▸ EXERCISE INSTRUCTIONS
In the entries below, how many lines contain "vaulted"? Answer with the number and nothing else.

(Image point grounding data)
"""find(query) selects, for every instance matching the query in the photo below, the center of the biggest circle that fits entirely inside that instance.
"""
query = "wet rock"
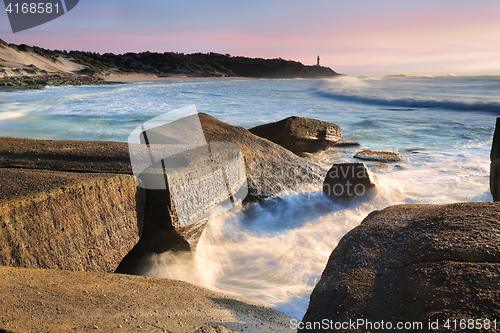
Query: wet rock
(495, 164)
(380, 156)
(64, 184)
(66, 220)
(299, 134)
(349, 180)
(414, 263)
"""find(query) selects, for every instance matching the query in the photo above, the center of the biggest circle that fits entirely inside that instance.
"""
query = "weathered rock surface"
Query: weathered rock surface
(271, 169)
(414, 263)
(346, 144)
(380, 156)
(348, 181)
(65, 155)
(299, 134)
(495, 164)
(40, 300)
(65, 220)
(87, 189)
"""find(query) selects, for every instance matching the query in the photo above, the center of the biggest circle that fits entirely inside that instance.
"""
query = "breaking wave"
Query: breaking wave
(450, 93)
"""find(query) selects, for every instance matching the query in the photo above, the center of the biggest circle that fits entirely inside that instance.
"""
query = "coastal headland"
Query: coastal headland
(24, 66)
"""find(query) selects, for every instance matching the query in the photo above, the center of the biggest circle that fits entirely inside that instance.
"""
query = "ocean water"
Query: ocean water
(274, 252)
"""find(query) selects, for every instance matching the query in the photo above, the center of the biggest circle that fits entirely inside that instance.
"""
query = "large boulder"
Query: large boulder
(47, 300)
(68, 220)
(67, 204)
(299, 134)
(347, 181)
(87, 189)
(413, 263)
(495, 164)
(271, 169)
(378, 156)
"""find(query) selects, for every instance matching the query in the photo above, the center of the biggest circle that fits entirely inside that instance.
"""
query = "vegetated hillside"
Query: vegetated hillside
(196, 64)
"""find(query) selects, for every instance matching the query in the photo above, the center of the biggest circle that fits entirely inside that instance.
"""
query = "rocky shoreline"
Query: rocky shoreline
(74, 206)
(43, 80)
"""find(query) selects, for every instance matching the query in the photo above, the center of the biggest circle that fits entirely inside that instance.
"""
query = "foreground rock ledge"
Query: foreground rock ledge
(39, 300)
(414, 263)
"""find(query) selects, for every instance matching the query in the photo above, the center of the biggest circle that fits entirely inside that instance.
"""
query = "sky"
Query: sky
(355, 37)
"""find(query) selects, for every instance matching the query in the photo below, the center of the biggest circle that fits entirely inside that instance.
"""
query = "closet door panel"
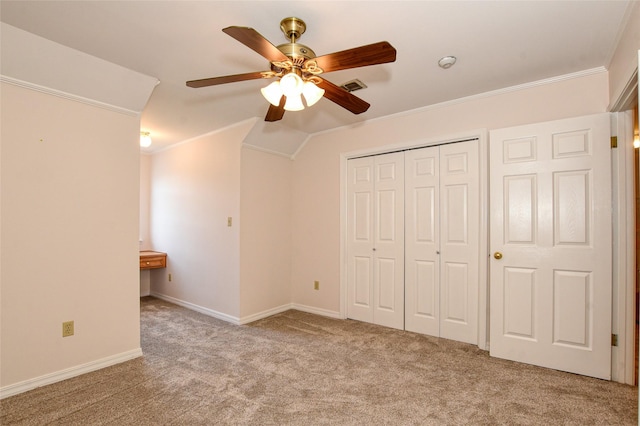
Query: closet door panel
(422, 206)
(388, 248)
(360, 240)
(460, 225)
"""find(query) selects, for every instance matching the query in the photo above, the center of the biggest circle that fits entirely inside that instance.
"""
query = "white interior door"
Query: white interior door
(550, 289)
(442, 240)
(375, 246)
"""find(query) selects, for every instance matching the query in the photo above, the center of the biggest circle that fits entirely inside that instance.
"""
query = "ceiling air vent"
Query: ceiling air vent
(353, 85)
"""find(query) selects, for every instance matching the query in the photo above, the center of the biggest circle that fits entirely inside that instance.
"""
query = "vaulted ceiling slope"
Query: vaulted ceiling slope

▸ RESULT OF THIS EXERCISE
2